ОТРЫВОК ТЕКСТА:

---*---

Источник: Getty
Комментарий

Адаптация вместо давления. Как Китай получил доступ к ядерному топливу Казахстана

Казахстан использовал свои урановые ресурсы, чтобы добиться выгодных сделок по урану с Китаем

11 июля 2024 г.

China Local/Global

КНР стала мировой державой, но мало кто обсуждает, как ей это удалось и что же это означает. Многие утверждают, что Китай экспортирует — даже навязывает — свою модель развития. Однако его влияние разрастается еще и благодаря подходу китайских компаний к сотрудничеству с региональными игроками и институтами, который учитывает местные традиции, нормы и практики.

Благодаря щедрому многолетнему гранту Фонда Форда исследовательский центр Карнеги начал инновационное исследование стратегий, применяемых Китаем в семи регионах мира — Африке, Центральной Азии, Латинской Америке, Тихоокеанском регионе, Юго-Восточной Азии, а также на Ближнем Востоке и в Северной Африке. Сочетая исследовательские и стратегические подходы, этот проект анализирует сложные процессы, включая, например, то, как китайские компании приспосабливаются к трудовому законодательству в странах Латинской Америки, банки и фонды из КНР изучают традиционные исламские финансовые и кредитные инструменты в Юго-Восточной Азии и на Ближнем Востоке, а китайские фирмы помогают специалистам в Центральной Азии с повышением квалификации. Подобные стратегии, учитывающие при работе именно особенности каждого из регионов, зачастую выпадают из поля зрения западных политиков.

Основная цель проекта — улучшить понимание и повысить качество дискуссий о роли КНР в мире, а также стимулировать выработку инновационных подходов, которые помогли бы региональным игрокам эффективнее использовать китайские ресурсы для развития своих государств и экономик. Запад же мог бы извлечь из этого уроки для реализации собственных проектов по всему миру, прежде всего в развивающихся странах. Кроме того, расширение знаний о богатом китайском опыте пойдет на пользу политикам из самой КНР и, возможно, поспособствует уменьшению противоречий.

---*---

ПРЕДОСТАВЛЕННЫЕ ЗАПИСИ:
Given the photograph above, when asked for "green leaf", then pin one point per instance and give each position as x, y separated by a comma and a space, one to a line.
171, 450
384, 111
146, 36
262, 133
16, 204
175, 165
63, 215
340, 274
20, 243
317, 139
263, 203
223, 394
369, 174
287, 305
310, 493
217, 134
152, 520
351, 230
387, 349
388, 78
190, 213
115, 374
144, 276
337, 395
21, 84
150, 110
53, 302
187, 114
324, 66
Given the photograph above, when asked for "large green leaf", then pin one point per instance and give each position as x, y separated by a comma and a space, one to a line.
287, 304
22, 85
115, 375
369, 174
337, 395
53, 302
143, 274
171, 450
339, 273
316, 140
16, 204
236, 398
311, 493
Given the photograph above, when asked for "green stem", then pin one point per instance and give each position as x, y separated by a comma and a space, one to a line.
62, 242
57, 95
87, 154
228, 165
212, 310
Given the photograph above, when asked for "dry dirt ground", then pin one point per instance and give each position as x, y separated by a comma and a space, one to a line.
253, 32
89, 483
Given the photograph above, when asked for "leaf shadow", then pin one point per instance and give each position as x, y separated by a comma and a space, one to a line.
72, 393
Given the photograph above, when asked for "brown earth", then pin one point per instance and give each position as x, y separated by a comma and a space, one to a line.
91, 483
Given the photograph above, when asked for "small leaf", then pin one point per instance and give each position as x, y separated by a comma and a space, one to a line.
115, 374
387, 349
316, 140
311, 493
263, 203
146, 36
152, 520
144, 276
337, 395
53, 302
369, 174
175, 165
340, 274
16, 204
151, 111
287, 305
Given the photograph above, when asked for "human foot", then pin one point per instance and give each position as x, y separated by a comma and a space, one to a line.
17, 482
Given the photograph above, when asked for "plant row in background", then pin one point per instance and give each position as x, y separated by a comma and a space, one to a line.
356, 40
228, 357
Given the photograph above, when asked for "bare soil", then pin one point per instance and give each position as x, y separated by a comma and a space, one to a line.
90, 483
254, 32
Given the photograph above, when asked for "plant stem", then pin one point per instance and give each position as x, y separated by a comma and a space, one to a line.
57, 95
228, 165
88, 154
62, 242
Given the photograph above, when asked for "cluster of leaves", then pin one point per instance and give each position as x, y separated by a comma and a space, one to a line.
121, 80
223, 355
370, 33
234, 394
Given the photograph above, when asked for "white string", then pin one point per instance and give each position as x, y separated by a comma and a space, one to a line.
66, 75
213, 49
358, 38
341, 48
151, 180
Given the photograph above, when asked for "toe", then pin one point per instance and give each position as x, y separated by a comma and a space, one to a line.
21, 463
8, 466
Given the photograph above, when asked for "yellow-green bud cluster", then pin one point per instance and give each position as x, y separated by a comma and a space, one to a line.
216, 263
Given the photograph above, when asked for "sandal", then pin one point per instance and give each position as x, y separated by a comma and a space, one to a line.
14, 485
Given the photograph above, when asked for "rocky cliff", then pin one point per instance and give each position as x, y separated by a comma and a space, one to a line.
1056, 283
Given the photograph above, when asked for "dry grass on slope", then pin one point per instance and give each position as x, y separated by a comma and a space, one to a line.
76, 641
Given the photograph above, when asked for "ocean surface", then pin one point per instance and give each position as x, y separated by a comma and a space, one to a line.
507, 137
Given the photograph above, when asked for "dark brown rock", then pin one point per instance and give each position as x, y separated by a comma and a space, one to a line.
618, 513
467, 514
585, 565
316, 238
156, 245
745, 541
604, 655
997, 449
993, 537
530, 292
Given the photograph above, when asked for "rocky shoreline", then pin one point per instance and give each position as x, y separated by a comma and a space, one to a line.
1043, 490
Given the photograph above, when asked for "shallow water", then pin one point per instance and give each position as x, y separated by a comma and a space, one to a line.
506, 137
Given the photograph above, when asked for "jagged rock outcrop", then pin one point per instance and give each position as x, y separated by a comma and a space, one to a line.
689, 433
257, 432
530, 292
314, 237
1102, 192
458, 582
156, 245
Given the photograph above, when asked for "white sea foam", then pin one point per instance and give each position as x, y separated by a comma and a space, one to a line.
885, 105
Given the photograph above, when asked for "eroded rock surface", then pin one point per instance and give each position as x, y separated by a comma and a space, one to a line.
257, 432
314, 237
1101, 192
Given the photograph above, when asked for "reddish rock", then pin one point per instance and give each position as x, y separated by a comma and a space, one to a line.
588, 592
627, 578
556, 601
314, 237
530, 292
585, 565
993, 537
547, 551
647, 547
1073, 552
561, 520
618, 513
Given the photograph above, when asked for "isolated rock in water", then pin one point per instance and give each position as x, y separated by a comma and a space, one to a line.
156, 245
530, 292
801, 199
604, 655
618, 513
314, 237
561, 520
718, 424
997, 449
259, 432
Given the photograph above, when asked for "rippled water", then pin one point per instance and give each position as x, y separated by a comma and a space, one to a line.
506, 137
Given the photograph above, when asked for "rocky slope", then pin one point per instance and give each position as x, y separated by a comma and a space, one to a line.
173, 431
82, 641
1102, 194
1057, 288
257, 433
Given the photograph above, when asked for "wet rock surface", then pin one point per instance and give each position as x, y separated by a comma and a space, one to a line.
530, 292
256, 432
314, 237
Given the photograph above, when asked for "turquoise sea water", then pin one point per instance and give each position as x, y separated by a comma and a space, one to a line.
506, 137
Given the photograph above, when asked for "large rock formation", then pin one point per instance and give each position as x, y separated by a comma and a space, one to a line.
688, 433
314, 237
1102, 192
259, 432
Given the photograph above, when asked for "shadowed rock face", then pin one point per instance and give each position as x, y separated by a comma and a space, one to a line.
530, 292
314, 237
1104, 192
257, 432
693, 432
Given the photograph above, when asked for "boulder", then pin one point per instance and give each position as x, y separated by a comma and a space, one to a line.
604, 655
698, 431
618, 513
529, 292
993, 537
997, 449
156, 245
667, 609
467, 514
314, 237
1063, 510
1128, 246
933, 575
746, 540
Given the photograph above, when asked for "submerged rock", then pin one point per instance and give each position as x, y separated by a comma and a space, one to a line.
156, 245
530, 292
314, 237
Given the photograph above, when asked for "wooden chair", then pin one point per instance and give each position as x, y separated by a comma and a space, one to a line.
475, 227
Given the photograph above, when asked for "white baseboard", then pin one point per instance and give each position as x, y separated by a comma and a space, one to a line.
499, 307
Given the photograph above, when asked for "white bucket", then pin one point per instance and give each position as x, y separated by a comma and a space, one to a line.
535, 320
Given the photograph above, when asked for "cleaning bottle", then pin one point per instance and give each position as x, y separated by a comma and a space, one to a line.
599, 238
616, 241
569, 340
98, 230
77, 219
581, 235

---*---

ЗАДАНИЕ:
Можете переписать слово в слово фрагмент статьи об урановых сделках Казахстана с Китаем, всё от «Основная цель проекта» и ниже до «поспособствует уменьшению противоречий.»?

ОТВЕТ К ЗАДАНИЮ:
Основная цель проекта — улучшить понимание и повысить качество дискуссий о роли КНР в мире, а также стимулировать выработку инновационных подходов, которые помогли бы региональным игрокам эффективнее использовать китайские ресурсы для развития своих государств и экономик. Запад же мог бы извлечь из этого уроки для реализации собственных проектов по всему миру, прежде всего в развивающихся странах. Кроме того, расширение знаний о богатом китайском опыте пойдет на пользу политикам из самой КНР и, возможно, поспособствует уменьшению противоречий.